Prompt: Convert every line of the records below into a single JSON list of strings, one string per line, and omit any blank lines.

** Start of The input **

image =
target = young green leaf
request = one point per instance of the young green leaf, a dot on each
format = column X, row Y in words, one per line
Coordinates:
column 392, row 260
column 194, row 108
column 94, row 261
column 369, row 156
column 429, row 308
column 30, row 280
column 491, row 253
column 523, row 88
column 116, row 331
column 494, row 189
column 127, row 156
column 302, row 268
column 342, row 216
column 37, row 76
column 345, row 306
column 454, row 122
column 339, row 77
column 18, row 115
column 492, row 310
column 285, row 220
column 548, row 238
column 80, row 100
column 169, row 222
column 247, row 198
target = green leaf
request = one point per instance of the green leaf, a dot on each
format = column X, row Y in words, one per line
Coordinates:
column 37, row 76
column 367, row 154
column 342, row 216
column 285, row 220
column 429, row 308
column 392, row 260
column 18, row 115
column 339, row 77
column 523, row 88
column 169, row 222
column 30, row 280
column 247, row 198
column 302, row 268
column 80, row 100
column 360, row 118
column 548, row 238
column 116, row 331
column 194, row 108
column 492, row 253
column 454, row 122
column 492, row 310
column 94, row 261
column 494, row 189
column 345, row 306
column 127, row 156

** End of The input **

Expected answer:
[
  "image =",
  "target = young green leaf",
  "request = one point per instance of the young green leaf, a dot on each",
  "format = column X, row Y in words, one per line",
  "Coordinates:",
  "column 392, row 260",
  "column 194, row 108",
  "column 94, row 261",
  "column 369, row 156",
  "column 429, row 308",
  "column 30, row 280",
  "column 491, row 253",
  "column 523, row 88",
  "column 116, row 331",
  "column 494, row 189",
  "column 127, row 156",
  "column 302, row 268",
  "column 342, row 216",
  "column 37, row 76",
  "column 345, row 306",
  "column 454, row 122",
  "column 339, row 77",
  "column 18, row 115",
  "column 492, row 310",
  "column 285, row 220",
  "column 548, row 238",
  "column 80, row 100",
  "column 169, row 222",
  "column 247, row 198",
  "target = green leaf",
  "request = one point per instance of the green leaf, a dot on each",
  "format = column X, row Y in words, one per line",
  "Coordinates:",
  "column 37, row 76",
  "column 367, row 154",
  "column 342, row 216",
  "column 285, row 220",
  "column 429, row 308",
  "column 392, row 260",
  "column 18, row 115",
  "column 339, row 77",
  "column 523, row 88",
  "column 169, row 222",
  "column 30, row 280",
  "column 247, row 198",
  "column 302, row 268",
  "column 80, row 100",
  "column 360, row 118",
  "column 548, row 238",
  "column 116, row 331",
  "column 194, row 108",
  "column 492, row 253",
  "column 454, row 122",
  "column 492, row 310",
  "column 94, row 261",
  "column 494, row 189",
  "column 345, row 306",
  "column 127, row 156"
]